Page extract:
========================

Tuberculosis in hospitalized patients: clinical characteristics of patients receiving treatment within the first 24 h after admission.
J Bras Pneumol. 2014 May-Jun;40(3):279-85
Authors: Silva DR, Silva LP, Dalcin Pde T
OBJECTIVE: To evaluate clinical characteristics and outcomes in patients hospitalized for tuberculosis, comparing those in whom tuberculosis treatment was started within the first 24 h after admission with those who did not.
METHODS: This was a retrospective cohort study involving new tuberculosis cases in patients aged ≥ 18 years who were hospitalized after seeking treatment in the emergency room.
RESULTS: We included 305 hospitalized patients, of whom 67 (22.0%) received tuberculosis treatment within the first 24 h after admission ( ≤24h group) and 238 (88.0%) did not (>24h group). Initiation of tuberculosis treatment within the first 24 h after admission was associated with being female (OR = 1.99; 95% CI: 1.06-3.74; p = 0.032) and with an AFB-positive spontaneous sputum smear (OR = 4.19; 95% CI: 1.94-9.00; p < 0.001). In the ≤24h and >24h groups, respectively, the ICU admission rate was 22.4% and 15.5% (p = 0.258); mechanical ventilation was used in 22.4% and 13.9% (p = 0.133); in-hospital mortality was 22.4% and 14.7% (p = 0.189); and a cure was achieved in 44.8% and 52.5% (p = 0.326).

========================

Extracted information:

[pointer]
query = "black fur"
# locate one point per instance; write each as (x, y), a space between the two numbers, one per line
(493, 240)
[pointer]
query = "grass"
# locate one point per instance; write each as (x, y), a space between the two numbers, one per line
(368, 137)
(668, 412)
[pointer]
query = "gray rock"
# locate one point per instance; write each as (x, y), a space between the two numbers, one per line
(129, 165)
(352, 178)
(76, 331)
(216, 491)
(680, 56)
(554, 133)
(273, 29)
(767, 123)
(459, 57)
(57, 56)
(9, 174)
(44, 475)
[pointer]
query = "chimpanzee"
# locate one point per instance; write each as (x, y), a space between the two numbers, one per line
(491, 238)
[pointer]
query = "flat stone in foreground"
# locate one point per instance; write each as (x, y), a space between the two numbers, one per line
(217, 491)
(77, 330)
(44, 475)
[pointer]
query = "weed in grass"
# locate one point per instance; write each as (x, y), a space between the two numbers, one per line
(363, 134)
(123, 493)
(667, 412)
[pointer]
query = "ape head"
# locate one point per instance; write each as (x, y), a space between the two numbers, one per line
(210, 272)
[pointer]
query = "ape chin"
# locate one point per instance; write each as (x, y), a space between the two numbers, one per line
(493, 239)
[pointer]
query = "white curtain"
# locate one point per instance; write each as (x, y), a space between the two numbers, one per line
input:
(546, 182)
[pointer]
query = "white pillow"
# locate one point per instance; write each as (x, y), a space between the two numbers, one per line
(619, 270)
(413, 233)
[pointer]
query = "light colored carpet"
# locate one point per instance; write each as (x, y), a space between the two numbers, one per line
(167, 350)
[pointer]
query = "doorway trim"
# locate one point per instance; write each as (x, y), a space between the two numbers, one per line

========================

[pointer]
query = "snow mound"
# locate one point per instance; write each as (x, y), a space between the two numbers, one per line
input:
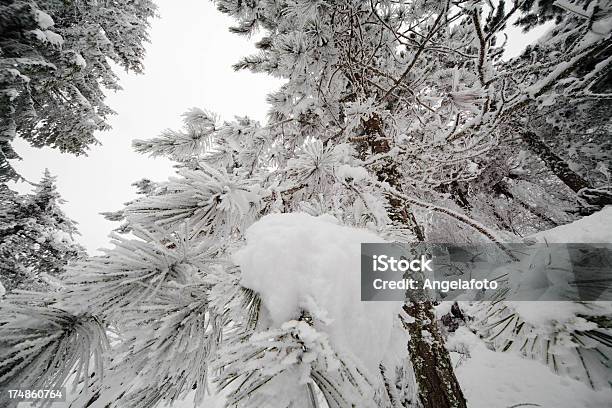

========================

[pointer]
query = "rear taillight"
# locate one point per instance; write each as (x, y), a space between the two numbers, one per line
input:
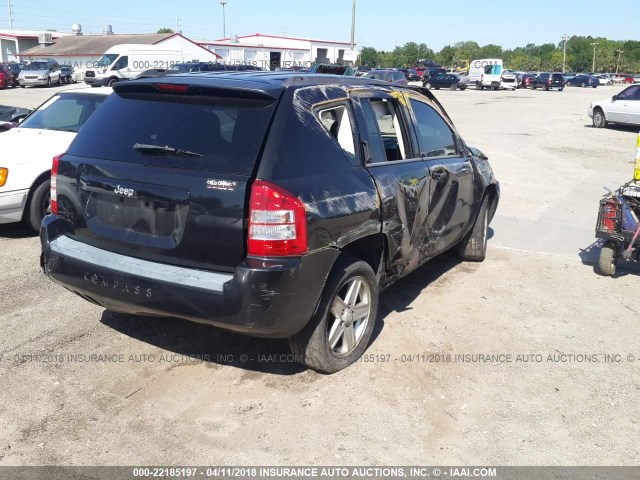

========================

Problems to solve:
a) Please list every outcome that the tuberculosis abstract compares between the ≤24h and >24h groups.
b) Carry on the tuberculosis abstract from its final sentence, adding a short conclusions section.
The records have nothing to do with the tuberculosis abstract.

Answers by item:
a)
- ICU admission rate
- Use of mechanical ventilation
- In-hospital mortality
- Cure

b)
CONCLUSIONS: Although tuberculosis treatment was initiated promptly in a considerable proportion of the inpatients evaluated, the rates of in-hospital mortality, ICU admission, and mechanical ventilation use remained high. Strategies for the control of tuberculosis in primary care should consider that patients who seek medical attention at hospitals arrive too late and with advanced disease. It is therefore necessary to implement active surveillance measures in the community for earlier diagnosis and treatment.